*Task material*:

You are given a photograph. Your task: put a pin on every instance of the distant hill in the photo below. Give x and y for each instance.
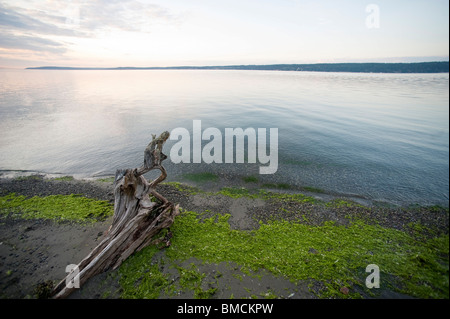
(418, 67)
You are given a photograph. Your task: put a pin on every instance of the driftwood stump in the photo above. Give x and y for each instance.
(137, 220)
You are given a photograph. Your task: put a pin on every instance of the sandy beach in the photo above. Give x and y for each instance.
(33, 251)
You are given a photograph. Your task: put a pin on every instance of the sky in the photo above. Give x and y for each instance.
(114, 33)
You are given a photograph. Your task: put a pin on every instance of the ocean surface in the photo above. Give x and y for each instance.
(384, 137)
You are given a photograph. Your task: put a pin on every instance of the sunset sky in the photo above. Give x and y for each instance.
(113, 33)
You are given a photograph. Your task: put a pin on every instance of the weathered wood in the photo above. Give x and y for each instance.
(137, 220)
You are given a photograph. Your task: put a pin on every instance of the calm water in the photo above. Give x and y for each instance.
(381, 136)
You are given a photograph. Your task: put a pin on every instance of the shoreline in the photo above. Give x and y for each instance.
(215, 182)
(41, 248)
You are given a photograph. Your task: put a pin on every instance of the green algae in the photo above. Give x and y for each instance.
(333, 254)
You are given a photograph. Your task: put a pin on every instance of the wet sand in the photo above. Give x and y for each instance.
(33, 251)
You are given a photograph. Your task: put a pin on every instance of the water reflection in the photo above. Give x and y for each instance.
(381, 136)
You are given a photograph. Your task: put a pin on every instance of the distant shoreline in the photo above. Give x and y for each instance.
(417, 67)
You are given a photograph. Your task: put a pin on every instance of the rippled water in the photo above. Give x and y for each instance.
(380, 136)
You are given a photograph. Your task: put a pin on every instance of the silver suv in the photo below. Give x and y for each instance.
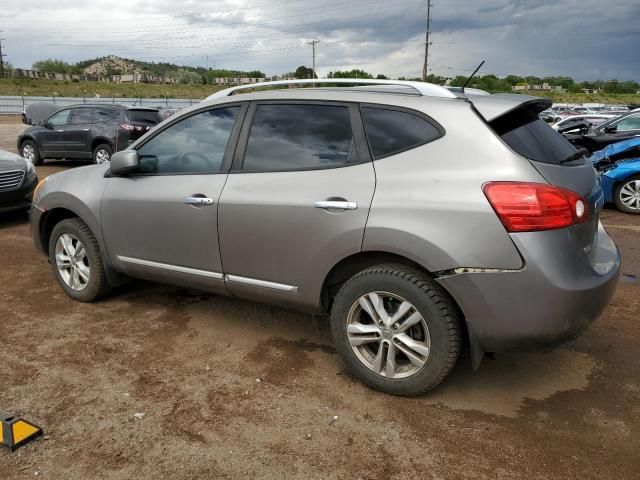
(421, 220)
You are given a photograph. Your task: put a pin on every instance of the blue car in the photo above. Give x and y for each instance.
(619, 167)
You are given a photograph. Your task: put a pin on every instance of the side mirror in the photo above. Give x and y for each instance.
(125, 162)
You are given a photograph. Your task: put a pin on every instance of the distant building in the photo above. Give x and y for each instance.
(592, 90)
(545, 87)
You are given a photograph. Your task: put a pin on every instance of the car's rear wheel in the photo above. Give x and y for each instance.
(29, 151)
(396, 329)
(627, 195)
(77, 264)
(102, 153)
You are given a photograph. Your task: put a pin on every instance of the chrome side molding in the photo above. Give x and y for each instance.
(260, 283)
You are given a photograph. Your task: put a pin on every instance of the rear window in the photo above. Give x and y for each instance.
(531, 137)
(394, 131)
(145, 116)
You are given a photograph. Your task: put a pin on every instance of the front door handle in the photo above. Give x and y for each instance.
(198, 201)
(336, 204)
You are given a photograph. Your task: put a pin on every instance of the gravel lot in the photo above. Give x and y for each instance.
(159, 382)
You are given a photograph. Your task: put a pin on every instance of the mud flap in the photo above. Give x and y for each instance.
(16, 432)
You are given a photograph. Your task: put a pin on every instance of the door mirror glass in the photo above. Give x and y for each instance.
(125, 162)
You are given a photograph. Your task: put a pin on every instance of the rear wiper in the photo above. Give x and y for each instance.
(575, 155)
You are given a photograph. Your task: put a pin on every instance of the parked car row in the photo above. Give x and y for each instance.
(84, 132)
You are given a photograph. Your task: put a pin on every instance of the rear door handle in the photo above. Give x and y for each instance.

*Required action*: What are the lines from the one containing "of the parked" to the end of the material above? Return them exactly, and only them.

*Solution for this task*:
You are given a photograph. Your task: put a pin on every instance of the parked car row in the photo above. Give x and y for each instance.
(84, 132)
You are given a photograph. Your task: put a pin on every instance of the rear door handle in the photo above. Give x and y for each instance.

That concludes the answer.